Requirement 1:
Copy the part of the NHS budget passage that begins at the words "Let us take" and ends after the words "0.1% since then.".
Requirement 2:
According to the NHS budget passage, how much is spending on branded medicines expected to rise between 2025-26 and 2028-29?

Quoted passage:
[Start of Attachment]
Winter is quickly closing in, and there are signs that the annual winter crisis could be even worse this year, having already become a year-round permacrisis. The Budget should have funded an emergency package to prevent A&Es collapsing this winter. Liberal Democrats have called for 1,000 extra hospital beds, emergency social care places to free up places in hospitals, a recruitment and retention drive to increase the number of out-of-hours GPs, and a qualified clinician in every A&E waiting room to protect patients who are at risk but stuck on trollies. Without those measures, there is a significant risk of another winter of harrowing scenes of corridor care and ambulances queuing outside hospitals, which should have no place in our society.
Let us take a step back and ask what this Budget really means for the NHS. The topic of today’s debate is investment and renewal, but this Budget means cost pressures are left unaddressed and reforms that are confused and disorientating. Inflation is forecast to run higher than the budget set by the Department of Health and Social Care back in March 2025 for the spending review. As a result, average real-terms growth in departmental budgets has shrunk by 0.1% since then.
The OBR notes that spending on branded medicines alone is expected to rise by 25%—an extra £3.3 billion—between 2025-26 and 2028-29. For context, that is equivalent to the budget for maternity care in England. Yesterday’s recent agreement confirms that it will be at least that sum, and possibly as much as another £6 billion a year, which is an eye-watering amount. Industrial action could add a further £1.2 billion by 2028-29. It is hard to see what would be left to repair our GP services, expand social care or take any of the other measures needed to lift the NHS off the floor.
On top of that, we have no clarity on the impact of the reorganisation of NHS England and ICBs. The Chair of the Public Accounts Committee has warned that the Department has removed
“a key piece of machinery without articulating a clear plan for what comes next”
and compared the reforms with those of HS2.
[End of Attachment]
Records provided:
[Start of Attachment]
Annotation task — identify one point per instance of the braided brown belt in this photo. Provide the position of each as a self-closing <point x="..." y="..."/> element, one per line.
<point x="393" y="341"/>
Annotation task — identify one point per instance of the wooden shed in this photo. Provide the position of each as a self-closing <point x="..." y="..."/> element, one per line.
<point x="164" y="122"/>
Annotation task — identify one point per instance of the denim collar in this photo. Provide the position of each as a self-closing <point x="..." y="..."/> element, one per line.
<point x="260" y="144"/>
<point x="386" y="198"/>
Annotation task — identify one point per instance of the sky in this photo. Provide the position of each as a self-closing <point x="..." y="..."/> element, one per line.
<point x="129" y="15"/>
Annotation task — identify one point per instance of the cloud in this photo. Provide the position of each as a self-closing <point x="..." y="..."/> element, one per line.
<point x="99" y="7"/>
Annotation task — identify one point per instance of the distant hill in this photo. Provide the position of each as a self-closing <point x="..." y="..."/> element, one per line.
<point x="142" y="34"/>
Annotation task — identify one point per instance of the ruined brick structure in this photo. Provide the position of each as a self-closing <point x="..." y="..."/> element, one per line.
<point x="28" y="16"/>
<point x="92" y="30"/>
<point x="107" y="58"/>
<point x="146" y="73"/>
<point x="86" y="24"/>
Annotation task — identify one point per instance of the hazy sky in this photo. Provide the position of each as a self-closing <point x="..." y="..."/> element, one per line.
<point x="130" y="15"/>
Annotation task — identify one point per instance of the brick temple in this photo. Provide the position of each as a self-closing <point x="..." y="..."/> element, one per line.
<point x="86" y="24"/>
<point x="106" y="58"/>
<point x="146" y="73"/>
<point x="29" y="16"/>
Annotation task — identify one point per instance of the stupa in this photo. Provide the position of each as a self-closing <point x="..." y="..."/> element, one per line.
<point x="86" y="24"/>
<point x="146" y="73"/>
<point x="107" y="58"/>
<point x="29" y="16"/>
[End of Attachment]
Response 1:
Let us take a step back and ask what this Budget really means for the NHS. The topic of today’s debate is investment and renewal, but this Budget means cost pressures are left unaddressed and reforms that are confused and disorientating. Inflation is forecast to run higher than the budget set by the Department of Health and Social Care back in March 2025 for the spending review. As a result, average real-terms growth in departmental budgets has shrunk by 0.1% since then.

Response 2:
It is expected to rise by 25%, an extra £3.3 billion.